- PROBLEM
Give every line from the start of the records through the line holding "(13, 0), (119, 26)", inclusive, as a Markdown table with the columns Row and Line, with blank lines omitted.

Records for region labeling
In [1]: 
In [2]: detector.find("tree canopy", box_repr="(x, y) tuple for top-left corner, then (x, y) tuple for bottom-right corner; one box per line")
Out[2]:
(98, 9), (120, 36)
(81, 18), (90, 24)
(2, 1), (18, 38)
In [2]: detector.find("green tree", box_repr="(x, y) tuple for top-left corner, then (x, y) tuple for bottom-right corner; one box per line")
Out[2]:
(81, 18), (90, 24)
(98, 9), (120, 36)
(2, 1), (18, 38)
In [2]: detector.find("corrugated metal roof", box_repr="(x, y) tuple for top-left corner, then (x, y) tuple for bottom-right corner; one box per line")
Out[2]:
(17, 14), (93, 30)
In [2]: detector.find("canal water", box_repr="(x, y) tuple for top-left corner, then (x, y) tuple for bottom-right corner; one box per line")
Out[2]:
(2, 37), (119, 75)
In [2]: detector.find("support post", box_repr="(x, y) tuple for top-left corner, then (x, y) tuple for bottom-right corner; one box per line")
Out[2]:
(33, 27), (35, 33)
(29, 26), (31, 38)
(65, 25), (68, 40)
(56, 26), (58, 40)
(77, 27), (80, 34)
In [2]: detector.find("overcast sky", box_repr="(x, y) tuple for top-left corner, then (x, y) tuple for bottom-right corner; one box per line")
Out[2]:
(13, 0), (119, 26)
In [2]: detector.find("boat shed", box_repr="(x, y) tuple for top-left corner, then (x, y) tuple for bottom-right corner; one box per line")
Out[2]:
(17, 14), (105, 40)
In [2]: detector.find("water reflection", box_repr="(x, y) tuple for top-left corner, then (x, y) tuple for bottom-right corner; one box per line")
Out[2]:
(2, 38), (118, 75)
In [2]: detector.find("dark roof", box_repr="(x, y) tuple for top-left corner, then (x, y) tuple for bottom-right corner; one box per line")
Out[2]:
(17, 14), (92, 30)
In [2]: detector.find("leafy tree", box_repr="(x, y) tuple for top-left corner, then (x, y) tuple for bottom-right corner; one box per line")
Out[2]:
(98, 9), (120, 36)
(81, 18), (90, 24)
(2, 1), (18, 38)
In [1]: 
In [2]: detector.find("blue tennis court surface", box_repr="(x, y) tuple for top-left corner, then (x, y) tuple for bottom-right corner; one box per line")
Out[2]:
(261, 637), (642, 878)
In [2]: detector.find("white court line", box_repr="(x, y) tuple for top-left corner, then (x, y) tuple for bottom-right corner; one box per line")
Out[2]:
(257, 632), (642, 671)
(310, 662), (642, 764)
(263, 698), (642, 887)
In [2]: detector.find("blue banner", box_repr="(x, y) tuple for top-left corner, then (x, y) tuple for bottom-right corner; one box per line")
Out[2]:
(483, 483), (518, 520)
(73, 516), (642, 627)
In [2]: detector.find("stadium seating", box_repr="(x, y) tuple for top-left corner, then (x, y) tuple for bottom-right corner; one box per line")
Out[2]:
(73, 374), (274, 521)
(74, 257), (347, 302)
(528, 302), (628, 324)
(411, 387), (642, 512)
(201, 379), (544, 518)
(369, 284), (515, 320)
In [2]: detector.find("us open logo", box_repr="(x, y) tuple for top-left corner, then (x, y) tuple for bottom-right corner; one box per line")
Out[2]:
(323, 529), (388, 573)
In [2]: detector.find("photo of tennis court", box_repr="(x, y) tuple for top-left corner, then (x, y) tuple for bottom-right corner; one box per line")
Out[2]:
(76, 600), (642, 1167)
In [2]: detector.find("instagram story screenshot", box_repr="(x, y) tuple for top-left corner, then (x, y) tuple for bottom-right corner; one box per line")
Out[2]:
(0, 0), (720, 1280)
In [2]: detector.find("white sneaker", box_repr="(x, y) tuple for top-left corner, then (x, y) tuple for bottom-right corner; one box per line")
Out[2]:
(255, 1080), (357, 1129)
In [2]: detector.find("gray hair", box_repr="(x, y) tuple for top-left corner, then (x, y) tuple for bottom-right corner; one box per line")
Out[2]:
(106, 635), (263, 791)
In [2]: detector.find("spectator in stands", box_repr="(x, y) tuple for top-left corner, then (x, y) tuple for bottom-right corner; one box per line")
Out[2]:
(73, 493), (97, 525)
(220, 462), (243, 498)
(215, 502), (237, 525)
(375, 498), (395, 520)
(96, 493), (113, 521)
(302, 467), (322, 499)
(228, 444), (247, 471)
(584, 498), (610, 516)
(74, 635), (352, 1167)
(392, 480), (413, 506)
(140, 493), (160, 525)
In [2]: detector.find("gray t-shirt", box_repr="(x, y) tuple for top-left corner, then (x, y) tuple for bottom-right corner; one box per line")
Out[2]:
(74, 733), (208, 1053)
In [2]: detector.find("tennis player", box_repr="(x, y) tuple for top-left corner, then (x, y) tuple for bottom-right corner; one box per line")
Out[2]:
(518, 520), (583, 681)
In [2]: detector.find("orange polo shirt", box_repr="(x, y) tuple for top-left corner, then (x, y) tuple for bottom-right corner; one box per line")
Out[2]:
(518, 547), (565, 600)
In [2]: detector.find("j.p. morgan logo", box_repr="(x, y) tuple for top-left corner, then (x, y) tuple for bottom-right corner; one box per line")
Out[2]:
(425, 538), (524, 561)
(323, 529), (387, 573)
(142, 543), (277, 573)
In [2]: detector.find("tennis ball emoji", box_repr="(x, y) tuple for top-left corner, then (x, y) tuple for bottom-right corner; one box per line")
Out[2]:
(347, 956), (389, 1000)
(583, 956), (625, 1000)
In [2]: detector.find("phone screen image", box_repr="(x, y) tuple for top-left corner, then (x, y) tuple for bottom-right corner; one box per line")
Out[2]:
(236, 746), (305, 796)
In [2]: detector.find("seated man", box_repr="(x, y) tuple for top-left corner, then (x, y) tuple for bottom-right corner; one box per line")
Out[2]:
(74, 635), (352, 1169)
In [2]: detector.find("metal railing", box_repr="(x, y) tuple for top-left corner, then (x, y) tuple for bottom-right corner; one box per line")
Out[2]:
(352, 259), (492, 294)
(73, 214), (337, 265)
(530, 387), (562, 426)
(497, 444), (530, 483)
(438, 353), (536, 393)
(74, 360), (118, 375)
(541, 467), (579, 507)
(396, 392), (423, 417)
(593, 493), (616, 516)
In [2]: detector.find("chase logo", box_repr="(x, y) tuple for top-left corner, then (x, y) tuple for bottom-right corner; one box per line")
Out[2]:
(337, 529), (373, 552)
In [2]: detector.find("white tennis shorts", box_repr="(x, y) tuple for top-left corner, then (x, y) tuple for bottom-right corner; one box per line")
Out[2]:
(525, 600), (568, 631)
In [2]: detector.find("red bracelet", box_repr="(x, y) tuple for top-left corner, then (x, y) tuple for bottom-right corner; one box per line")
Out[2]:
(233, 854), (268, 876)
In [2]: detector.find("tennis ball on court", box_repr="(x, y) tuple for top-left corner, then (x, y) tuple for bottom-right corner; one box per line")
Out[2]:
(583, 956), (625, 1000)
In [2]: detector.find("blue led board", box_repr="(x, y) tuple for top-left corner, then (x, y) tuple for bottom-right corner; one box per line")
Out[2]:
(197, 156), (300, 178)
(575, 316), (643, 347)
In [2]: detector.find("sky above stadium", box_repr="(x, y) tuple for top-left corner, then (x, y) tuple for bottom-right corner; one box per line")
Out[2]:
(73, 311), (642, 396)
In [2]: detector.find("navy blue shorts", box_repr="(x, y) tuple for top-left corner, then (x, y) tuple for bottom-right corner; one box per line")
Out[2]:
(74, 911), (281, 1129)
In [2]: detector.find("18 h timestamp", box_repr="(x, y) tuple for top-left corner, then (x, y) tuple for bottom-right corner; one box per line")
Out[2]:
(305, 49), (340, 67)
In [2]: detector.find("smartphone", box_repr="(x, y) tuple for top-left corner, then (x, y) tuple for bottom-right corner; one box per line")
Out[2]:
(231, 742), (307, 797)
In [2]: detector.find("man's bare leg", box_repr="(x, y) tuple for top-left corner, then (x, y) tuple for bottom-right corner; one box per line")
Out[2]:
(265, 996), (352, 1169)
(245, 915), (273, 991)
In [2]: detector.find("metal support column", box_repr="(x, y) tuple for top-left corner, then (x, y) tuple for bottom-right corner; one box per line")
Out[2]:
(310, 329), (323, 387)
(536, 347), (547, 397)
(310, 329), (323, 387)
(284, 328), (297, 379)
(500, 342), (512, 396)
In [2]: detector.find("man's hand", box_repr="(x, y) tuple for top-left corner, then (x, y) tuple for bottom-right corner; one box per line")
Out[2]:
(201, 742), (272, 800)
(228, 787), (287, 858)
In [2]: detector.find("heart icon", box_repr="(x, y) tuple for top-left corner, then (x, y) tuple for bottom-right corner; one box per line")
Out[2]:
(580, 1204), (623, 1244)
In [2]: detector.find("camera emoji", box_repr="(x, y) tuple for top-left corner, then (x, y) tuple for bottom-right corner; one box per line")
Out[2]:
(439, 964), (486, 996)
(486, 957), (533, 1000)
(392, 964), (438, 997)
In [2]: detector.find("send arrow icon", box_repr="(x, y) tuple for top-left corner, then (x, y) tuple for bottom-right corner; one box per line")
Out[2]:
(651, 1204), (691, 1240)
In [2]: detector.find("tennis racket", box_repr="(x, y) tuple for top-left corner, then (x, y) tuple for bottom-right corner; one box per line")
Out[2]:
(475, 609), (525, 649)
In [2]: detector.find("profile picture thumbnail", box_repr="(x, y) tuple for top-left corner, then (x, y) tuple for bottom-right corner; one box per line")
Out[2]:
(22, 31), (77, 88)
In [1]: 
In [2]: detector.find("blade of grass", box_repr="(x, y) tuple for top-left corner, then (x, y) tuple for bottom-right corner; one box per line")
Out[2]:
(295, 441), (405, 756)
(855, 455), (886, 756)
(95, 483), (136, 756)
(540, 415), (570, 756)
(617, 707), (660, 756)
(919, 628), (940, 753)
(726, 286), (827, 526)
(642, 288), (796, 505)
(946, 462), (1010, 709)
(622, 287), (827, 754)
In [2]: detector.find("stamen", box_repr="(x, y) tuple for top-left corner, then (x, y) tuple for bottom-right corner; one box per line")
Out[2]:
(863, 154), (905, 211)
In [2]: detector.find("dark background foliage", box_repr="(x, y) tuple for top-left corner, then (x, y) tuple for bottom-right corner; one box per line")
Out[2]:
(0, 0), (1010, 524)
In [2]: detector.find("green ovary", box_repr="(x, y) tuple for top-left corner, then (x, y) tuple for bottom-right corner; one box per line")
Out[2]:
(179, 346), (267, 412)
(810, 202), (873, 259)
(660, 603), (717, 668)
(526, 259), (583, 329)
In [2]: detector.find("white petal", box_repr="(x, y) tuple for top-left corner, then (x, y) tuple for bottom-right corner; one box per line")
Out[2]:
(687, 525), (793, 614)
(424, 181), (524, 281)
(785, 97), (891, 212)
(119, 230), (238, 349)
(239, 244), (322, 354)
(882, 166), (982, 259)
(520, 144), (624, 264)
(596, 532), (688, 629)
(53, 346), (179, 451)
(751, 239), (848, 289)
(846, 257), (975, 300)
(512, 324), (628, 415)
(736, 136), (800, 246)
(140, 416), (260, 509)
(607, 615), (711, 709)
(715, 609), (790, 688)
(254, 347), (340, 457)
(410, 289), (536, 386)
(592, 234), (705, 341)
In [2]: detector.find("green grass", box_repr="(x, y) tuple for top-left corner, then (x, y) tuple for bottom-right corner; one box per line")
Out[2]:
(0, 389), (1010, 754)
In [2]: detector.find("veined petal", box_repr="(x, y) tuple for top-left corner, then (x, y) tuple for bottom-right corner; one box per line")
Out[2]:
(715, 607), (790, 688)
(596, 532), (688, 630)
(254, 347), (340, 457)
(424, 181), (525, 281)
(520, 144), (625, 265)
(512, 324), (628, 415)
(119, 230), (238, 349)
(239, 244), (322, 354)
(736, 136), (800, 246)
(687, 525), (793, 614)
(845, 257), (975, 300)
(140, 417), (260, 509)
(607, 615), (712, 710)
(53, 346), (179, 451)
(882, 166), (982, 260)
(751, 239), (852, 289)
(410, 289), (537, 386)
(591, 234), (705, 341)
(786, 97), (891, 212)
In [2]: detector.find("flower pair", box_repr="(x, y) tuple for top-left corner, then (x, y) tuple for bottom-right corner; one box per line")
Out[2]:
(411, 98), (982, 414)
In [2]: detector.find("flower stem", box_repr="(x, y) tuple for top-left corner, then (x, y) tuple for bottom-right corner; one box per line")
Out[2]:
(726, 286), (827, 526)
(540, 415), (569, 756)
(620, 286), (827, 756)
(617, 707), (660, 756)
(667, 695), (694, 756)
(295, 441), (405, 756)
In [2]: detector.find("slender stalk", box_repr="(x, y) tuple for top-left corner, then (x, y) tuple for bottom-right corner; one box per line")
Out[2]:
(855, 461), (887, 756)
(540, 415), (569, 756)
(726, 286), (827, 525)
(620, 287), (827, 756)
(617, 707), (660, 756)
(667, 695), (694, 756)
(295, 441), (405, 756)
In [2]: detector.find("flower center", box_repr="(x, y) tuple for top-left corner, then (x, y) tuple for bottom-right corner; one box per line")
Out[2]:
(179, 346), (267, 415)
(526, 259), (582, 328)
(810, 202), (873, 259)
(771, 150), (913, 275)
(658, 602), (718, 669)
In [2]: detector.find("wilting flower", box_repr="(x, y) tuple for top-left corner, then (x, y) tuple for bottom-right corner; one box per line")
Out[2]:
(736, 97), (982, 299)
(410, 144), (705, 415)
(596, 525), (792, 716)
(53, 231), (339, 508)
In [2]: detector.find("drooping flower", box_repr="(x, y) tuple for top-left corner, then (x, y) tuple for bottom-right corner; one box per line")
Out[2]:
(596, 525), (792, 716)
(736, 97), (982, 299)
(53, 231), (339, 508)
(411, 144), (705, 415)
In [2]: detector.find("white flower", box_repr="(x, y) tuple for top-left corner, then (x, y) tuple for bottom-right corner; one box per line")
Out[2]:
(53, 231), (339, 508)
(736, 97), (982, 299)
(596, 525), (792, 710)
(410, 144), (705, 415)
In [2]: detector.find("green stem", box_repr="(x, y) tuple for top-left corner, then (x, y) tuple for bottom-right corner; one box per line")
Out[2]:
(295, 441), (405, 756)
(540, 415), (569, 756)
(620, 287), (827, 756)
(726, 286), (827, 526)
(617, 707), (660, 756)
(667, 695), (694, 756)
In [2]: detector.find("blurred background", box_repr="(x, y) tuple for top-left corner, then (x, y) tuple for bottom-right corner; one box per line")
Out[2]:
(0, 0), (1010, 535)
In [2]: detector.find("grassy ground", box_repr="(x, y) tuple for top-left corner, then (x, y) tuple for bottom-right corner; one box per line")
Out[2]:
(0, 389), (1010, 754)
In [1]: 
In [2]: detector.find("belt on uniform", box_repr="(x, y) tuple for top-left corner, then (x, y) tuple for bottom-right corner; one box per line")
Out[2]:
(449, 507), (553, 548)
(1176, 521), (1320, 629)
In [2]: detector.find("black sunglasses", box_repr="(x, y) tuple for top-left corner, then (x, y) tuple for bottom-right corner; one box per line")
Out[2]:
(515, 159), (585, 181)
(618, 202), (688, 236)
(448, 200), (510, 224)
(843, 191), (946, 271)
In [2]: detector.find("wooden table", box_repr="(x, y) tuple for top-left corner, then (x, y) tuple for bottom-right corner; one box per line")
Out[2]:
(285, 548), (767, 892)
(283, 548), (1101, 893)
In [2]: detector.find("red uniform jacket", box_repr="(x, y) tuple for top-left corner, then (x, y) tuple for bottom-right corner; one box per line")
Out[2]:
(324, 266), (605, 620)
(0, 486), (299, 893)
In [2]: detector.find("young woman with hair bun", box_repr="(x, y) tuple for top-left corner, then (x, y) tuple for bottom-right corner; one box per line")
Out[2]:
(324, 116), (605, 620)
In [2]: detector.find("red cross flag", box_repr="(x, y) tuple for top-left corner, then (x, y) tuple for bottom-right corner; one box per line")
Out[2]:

- EXERCISE ANSWER
| Row | Line |
|---|---|
| 1 | In [1]:  |
| 2 | In [2]: detector.find("tree canopy", box_repr="(x, y) tuple for top-left corner, then (x, y) tuple for bottom-right corner; one box per line") |
| 3 | Out[2]: |
| 4 | (98, 9), (120, 36) |
| 5 | (81, 18), (90, 24) |
| 6 | (2, 1), (18, 38) |
| 7 | In [2]: detector.find("green tree", box_repr="(x, y) tuple for top-left corner, then (x, y) tuple for bottom-right corner; one box per line") |
| 8 | Out[2]: |
| 9 | (81, 18), (90, 24) |
| 10 | (98, 9), (120, 36) |
| 11 | (2, 1), (18, 38) |
| 12 | In [2]: detector.find("corrugated metal roof", box_repr="(x, y) tuple for top-left corner, then (x, y) tuple for bottom-right corner; one box per line") |
| 13 | Out[2]: |
| 14 | (17, 14), (93, 30) |
| 15 | In [2]: detector.find("canal water", box_repr="(x, y) tuple for top-left corner, then (x, y) tuple for bottom-right corner; one box per line") |
| 16 | Out[2]: |
| 17 | (2, 37), (119, 75) |
| 18 | In [2]: detector.find("support post", box_repr="(x, y) tuple for top-left corner, then (x, y) tuple for bottom-right corner; one box per line") |
| 19 | Out[2]: |
| 20 | (33, 27), (35, 33) |
| 21 | (29, 26), (31, 38) |
| 22 | (65, 25), (68, 40) |
| 23 | (56, 26), (58, 40) |
| 24 | (77, 27), (80, 34) |
| 25 | In [2]: detector.find("overcast sky", box_repr="(x, y) tuple for top-left corner, then (x, y) tuple for bottom-right corner; one box per line") |
| 26 | Out[2]: |
| 27 | (13, 0), (119, 26) |